DOCUMENT SECTION Block Start

Health & Circuit Breaker
CC-Relay includes a circuit breaker system that automatically detects failing providers and temporarily excludes them from routing. This prevents cascading failures and allows providers time to recover before receiving new requests.
Overview
The circuit breaker tracks failures per provider and transitions through three states:
| State | Description | Behavior |
|---|---|---|
| CLOSED | Normal operation | Requests pass through, failures counted |
| OPEN | Provider bypassed | Requests rejected, waiting for recovery |
| HALF-OPEN | Testing recovery | Limited probes allowed, success closes |
Circuit Breaker States
The circuit breaker implements a state machine that protects your system from repeatedly hitting failing providers:
stateDiagram-v2
[*] --> CLOSED
CLOSED --> OPEN: failure_threshold exceeded
OPEN --> HALF_OPEN: open_duration elapsed
HALF_OPEN --> CLOSED: half_open_probes succeed
HALF_OPEN --> OPEN: any probe fails
CLOSED: Normal operation
CLOSED: Requests pass through
CLOSED: Failures counted
OPEN: Provider bypassed
OPEN: Requests rejected
OPEN: Waiting for timeout
HALF_OPEN: Testing recovery
HALF_OPEN: Limited probes allowed
HALF_OPEN: Success -> close, Fail -> reopen
State Transitions
CLOSED to OPEN: When a provider accumulates failure_threshold consecutive failures, the circuit opens. This immediately stops routing requests to that provider.
OPEN to HALF-OPEN: After open_duration_ms elapses, the circuit transitions to half-open. This allows limited probe requests to test if the provider has recovered.
HALF-OPEN to CLOSED: If half_open_probes consecutive requests succeed, the circuit closes and normal operation resumes.
HALF-OPEN to OPEN: If any probe request fails while in half-open state, the circuit immediately reopens and the timeout restarts.
Configuration
Configure health tracking in your config file:
health:
# Health check settings
health_check:
# Enable periodic health checks (default: true)
enabled: true
# Check interval in milliseconds (default: 10000 = 10s)
interval_ms: 10000
# Circuit breaker settings
circuit_breaker:
# Consecutive failures before opening circuit (default: 5)
failure_threshold: 5
# Time circuit stays open before half-open, in milliseconds (default: 30000 = 30s)

DOCUMENT SECTION Block End
DATA FOR ANALYSIS Block Start

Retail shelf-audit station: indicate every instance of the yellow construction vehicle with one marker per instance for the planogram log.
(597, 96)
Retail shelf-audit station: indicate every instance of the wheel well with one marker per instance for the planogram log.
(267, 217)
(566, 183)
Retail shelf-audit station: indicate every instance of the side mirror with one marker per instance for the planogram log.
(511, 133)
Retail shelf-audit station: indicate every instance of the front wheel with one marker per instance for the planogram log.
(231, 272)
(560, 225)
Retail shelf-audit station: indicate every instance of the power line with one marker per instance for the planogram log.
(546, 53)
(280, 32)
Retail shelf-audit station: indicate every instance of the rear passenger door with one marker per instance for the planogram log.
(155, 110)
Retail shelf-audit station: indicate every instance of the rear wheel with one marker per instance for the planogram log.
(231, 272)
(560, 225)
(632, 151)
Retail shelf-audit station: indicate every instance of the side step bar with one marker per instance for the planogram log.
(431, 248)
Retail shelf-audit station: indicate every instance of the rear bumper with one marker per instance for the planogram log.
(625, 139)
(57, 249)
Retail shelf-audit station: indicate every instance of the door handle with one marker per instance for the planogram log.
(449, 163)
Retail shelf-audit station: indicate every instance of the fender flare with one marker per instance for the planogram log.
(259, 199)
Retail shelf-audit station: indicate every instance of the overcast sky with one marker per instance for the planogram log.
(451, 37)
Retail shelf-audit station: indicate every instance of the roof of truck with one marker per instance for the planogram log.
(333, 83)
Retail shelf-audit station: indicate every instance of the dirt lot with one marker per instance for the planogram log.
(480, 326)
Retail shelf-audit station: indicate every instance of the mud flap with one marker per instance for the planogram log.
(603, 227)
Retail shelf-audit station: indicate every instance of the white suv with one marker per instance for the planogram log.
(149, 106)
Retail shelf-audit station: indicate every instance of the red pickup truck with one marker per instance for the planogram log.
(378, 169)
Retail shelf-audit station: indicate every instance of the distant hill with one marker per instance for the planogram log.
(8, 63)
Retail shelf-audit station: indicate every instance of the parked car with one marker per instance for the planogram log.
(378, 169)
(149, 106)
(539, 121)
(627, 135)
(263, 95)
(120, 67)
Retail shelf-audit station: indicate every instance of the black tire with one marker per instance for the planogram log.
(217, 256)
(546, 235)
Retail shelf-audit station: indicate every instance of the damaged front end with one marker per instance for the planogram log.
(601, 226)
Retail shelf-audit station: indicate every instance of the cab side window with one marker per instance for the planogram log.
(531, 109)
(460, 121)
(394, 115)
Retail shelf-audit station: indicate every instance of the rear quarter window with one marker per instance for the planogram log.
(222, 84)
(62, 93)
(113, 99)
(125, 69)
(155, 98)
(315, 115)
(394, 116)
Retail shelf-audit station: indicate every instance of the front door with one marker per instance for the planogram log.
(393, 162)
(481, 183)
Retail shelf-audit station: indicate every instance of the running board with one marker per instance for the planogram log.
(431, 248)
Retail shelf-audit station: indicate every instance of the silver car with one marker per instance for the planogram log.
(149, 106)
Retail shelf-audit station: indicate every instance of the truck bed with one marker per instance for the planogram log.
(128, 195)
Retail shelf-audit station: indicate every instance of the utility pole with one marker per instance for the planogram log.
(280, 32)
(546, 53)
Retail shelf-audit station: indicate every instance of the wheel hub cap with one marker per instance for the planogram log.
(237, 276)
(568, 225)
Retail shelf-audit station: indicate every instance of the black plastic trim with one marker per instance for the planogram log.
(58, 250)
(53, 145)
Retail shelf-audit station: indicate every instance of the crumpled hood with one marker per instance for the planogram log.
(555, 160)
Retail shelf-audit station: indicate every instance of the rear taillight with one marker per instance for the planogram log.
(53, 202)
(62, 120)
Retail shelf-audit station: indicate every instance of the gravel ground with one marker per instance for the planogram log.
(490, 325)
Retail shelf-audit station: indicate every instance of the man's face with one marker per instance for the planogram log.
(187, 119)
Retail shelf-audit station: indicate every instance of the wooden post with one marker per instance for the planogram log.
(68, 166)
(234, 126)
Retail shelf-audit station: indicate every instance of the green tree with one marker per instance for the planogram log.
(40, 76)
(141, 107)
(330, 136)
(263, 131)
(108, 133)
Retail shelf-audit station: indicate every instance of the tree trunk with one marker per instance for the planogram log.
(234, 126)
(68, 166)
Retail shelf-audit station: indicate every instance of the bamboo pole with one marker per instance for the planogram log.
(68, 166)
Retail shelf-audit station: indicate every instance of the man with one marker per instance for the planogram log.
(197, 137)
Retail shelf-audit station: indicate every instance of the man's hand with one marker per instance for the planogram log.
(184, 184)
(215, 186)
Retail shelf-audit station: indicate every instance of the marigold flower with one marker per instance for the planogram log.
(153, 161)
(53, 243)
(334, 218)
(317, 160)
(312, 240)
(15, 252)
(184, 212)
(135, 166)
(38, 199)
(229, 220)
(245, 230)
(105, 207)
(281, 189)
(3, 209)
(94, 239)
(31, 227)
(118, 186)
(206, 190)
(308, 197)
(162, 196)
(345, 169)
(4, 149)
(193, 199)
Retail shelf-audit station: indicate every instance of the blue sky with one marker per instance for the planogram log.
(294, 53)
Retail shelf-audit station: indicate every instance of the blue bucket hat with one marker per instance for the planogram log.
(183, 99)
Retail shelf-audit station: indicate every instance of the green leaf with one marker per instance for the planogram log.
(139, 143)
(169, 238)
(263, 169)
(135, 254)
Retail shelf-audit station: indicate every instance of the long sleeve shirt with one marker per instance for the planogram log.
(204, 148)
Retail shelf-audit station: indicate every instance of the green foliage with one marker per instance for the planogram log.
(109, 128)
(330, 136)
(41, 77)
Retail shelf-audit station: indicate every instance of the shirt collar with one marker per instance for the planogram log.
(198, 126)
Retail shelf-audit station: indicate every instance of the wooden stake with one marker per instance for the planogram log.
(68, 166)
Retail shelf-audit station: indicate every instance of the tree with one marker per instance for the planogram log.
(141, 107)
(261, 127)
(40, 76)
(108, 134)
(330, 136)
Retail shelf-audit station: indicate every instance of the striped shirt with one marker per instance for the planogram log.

DATA FOR ANALYSIS Block End

PROBLEMS TO WORK ON
(A) Answer these from the Health & Circuit Breaker text:
(i) In the state table, what behavior is listed for the OPEN state?
(ii) What setting must elapse before the circuit moves from OPEN to HALF-OPEN?
(iii) What is the default value of failure_threshold in the configuration?
(B) Echo the Health & Circuit Breaker text word for word between "interval_ms: 10000" and "30000 = 30s)", inclusive.

RESPONSES TO THE EXERCISE
(A)
(i) Requests rejected, waiting for recovery
(ii) open_duration_ms
(iii) 5

(B)
interval_ms: 10000
# Circuit breaker settings
circuit_breaker:
# Consecutive failures before opening circuit (default: 5)
failure_threshold: 5
# Time circuit stays open before half-open, in milliseconds (default: 30000 = 30s)